- TEXT -
= Beginning of Section =
One last trick. It may not be worth doing depending on what duty cycle the system is powered up, but it's worth mentioning. In recent years CPUs went from 5V to 3.3V. Why? Because they operate on current; voltage beyond minimums doesn't aid operation and just dissipates more heat. As CPUs got more powerful, thermal issues became the limiting factor, so dropping voltage to minimums allowed cooler running and more performance on the same heat sink. The same applies to your electronics.

You are aiming to run at 5V, the high side of the allowable voltage range. My 3xAA proposal puts you at 4.5V but consider making a different battery choice that goes even lower: such as Lithium batteries or three NiCd/NiMH (3.6V). NiMH has more capacity, but NiCD has truly amazing resistance to abuse and deep discharge.

Use step up converter instead

This is how I do similar projects. I use 3xAA which gives me 2.5V-4.8V this is within the operational range of atmega, I connect this to a step up converter with disable pin, when disabled the converter consumes near to nothing and passes the voltage through. When atmega wakes up and needs to make measurement it will turn the converter on, finds 5V on VCC, do measurements and transmit, disable converter, go back to sleep. It lasts years.

According to your numbers, you're getting expected behavior, between your sensor, your microcontroller, and your regulator (8ma). If you want better, sleep the controller, switch the sensor off, and get a more suitable regulator.
= End of Section =
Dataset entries
= Beginning of Section =
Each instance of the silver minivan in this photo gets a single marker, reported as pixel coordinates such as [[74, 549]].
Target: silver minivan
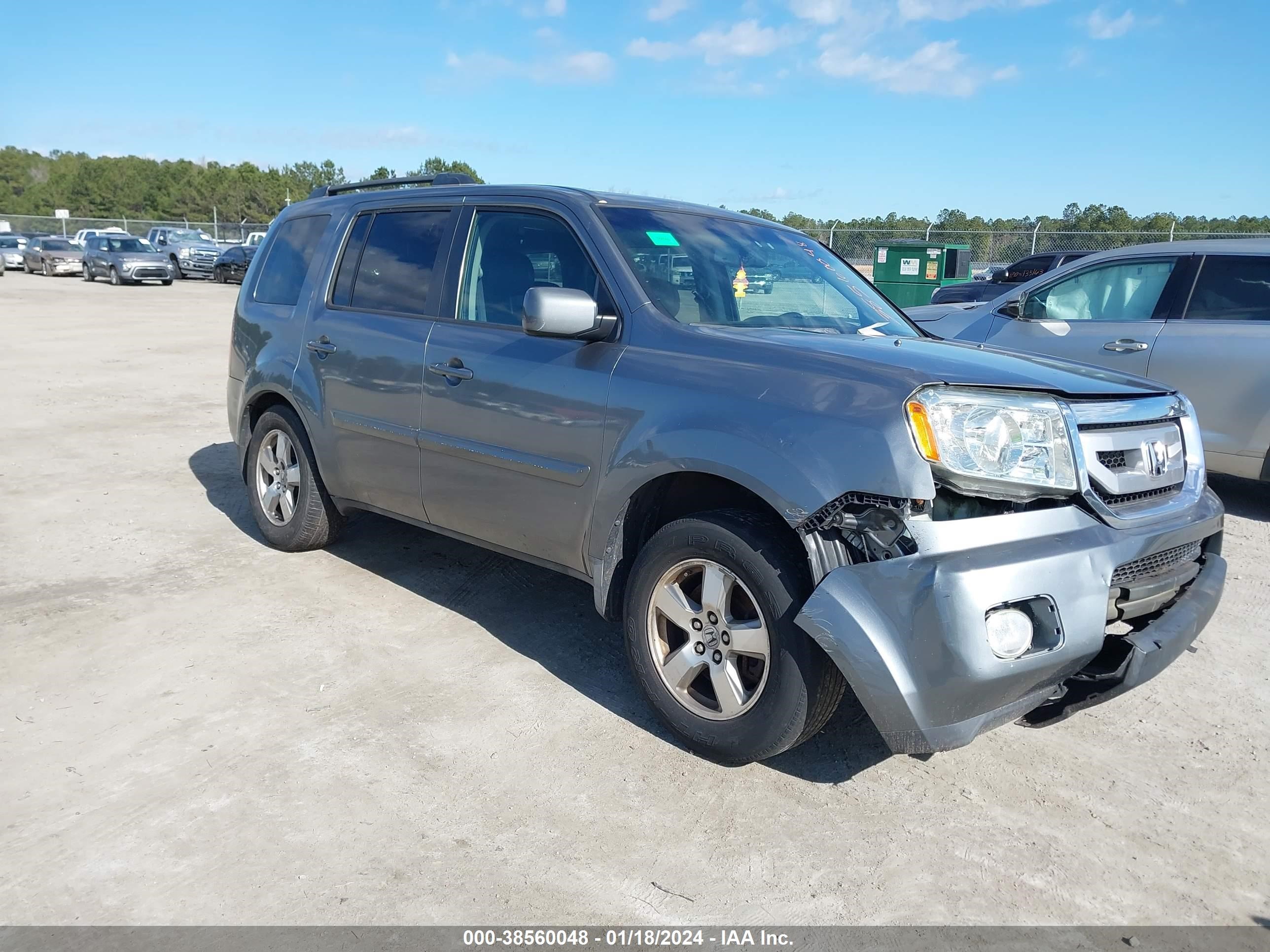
[[1194, 315]]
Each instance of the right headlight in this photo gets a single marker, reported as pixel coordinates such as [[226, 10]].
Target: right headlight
[[993, 443]]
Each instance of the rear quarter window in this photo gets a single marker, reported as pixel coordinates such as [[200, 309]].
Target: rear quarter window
[[289, 259], [1233, 289]]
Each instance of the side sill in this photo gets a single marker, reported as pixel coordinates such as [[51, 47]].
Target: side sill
[[351, 506]]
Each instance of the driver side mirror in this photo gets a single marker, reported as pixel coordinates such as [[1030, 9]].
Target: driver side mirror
[[564, 312]]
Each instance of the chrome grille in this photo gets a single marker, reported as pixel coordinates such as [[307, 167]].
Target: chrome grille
[[1156, 564], [1126, 498], [1112, 459]]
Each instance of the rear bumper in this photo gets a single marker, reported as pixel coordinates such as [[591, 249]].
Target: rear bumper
[[909, 634]]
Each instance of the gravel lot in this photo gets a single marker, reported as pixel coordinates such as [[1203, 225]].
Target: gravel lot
[[196, 729]]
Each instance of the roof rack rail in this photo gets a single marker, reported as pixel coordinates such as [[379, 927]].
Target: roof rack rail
[[441, 178]]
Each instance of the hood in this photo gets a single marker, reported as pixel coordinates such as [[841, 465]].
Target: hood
[[925, 314], [925, 361]]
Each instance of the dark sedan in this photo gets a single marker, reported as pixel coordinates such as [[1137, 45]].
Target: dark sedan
[[50, 257], [230, 268]]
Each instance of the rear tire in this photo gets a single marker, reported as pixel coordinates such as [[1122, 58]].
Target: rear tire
[[286, 493], [773, 711]]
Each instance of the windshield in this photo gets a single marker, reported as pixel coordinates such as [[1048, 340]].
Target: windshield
[[705, 280]]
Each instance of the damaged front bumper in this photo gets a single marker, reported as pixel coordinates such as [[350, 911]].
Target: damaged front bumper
[[910, 636]]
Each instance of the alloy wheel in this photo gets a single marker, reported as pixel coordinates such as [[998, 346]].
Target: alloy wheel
[[709, 639], [277, 477]]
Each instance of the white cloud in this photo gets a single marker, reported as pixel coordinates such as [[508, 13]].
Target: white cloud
[[744, 38], [732, 83], [1101, 27], [938, 68], [666, 9], [830, 12], [823, 12], [948, 10], [654, 50], [548, 8], [582, 67], [587, 67]]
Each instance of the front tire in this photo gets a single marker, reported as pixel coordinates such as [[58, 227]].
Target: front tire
[[711, 639], [287, 497]]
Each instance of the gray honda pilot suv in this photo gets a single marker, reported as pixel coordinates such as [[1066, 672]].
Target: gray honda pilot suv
[[780, 495]]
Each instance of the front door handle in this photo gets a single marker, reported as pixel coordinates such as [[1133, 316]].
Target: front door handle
[[1125, 345], [446, 370]]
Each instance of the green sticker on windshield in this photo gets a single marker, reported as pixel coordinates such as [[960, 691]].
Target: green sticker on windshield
[[663, 239]]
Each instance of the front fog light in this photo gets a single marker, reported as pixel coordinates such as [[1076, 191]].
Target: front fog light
[[1010, 633]]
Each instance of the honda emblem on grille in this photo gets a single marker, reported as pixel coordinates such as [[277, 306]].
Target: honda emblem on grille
[[1155, 457]]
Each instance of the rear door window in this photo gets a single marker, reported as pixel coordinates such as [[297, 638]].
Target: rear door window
[[1233, 289], [395, 270], [290, 257], [1026, 270], [1125, 291]]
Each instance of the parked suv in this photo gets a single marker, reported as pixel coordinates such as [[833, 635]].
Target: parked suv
[[1192, 314], [779, 495], [1017, 273], [124, 259], [190, 252]]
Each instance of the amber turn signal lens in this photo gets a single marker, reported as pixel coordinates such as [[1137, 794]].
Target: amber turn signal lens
[[922, 431]]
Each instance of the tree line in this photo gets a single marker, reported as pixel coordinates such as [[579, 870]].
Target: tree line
[[115, 187]]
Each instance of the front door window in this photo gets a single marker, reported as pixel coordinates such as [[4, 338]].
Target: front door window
[[513, 252], [1126, 291]]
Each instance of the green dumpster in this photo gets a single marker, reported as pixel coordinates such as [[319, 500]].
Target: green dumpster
[[909, 272]]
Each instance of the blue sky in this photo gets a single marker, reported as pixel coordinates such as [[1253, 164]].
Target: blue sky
[[827, 107]]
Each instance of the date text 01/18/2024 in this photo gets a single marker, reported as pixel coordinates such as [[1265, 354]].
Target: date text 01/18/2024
[[624, 938]]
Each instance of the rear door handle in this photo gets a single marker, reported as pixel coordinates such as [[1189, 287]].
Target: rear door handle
[[446, 370], [1125, 344]]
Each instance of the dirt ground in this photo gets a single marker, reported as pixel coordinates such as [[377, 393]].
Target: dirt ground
[[196, 729]]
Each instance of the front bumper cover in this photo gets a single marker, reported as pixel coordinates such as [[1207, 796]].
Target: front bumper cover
[[909, 634]]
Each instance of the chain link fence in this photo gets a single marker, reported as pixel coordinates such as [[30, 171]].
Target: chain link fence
[[996, 249], [224, 233]]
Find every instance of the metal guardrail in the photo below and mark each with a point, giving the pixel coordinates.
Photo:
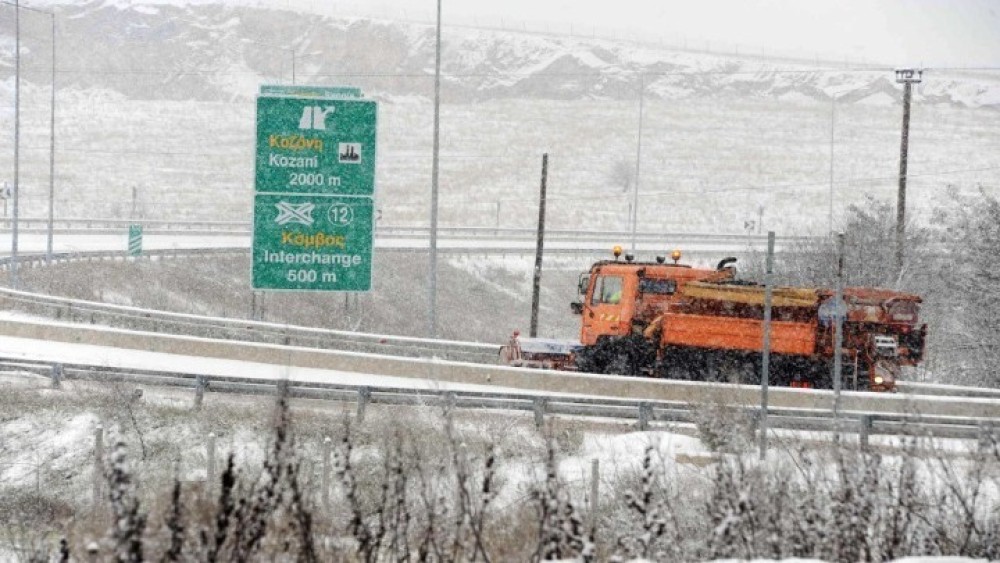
(152, 320)
(864, 424)
(155, 226)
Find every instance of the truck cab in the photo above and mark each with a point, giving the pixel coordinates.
(620, 298)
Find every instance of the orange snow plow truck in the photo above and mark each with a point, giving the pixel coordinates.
(674, 321)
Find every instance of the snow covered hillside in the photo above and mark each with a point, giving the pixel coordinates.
(155, 113)
(212, 51)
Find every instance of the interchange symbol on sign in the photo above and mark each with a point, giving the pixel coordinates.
(294, 213)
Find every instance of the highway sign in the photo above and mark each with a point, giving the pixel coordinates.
(315, 145)
(310, 91)
(135, 240)
(312, 242)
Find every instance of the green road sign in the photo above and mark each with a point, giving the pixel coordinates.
(135, 240)
(312, 242)
(316, 146)
(310, 91)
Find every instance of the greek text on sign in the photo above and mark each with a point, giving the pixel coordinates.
(317, 146)
(312, 242)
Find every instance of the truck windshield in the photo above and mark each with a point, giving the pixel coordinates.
(607, 289)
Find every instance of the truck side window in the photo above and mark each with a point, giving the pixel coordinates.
(607, 289)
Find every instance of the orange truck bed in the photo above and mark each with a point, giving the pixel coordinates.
(732, 333)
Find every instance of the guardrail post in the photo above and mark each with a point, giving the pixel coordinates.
(281, 388)
(986, 437)
(200, 385)
(210, 464)
(539, 404)
(57, 373)
(864, 430)
(98, 463)
(594, 504)
(325, 492)
(645, 415)
(364, 395)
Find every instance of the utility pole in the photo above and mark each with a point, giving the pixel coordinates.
(840, 309)
(765, 361)
(537, 283)
(833, 121)
(907, 77)
(638, 159)
(432, 282)
(52, 147)
(17, 135)
(17, 143)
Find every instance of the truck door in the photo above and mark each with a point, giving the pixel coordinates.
(603, 311)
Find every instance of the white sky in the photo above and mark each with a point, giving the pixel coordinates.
(924, 33)
(951, 33)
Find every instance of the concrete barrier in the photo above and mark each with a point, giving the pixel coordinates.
(529, 380)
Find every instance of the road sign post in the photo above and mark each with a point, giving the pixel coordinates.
(135, 240)
(315, 187)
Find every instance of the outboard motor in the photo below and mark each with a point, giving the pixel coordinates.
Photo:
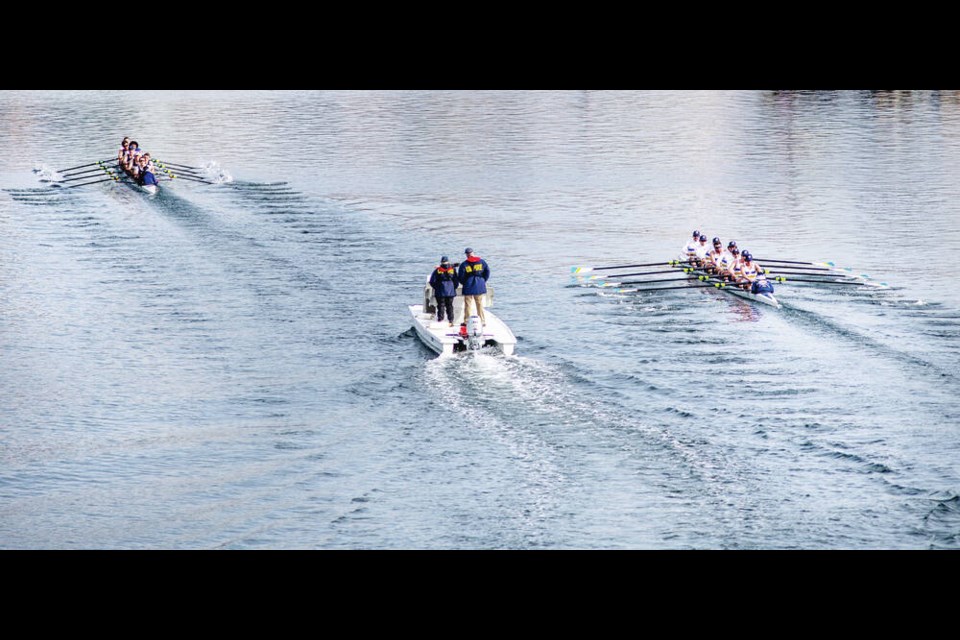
= End of Section =
- TASK INSTRUCTIONS -
Rewrite the part of the battery-voltage text that opens with the words containing "One last trick." and closes with "to your electronics.", putting "heat problems" in place of "thermal issues".

- RESULT OF THIS EXERCISE -
One last trick. It may not be worth doing depending on what duty cycle the system is powered up, but it's worth mentioning. In recent years CPUs went from 5V to 3.3V. Why? Because they operate on current; voltage beyond minimums doesn't aid operation and just dissipates more heat. As CPUs got more powerful, heat problems became the limiting factor, so dropping voltage to minimums allowed cooler running and more performance on the same heat sink. The same applies to your electronics.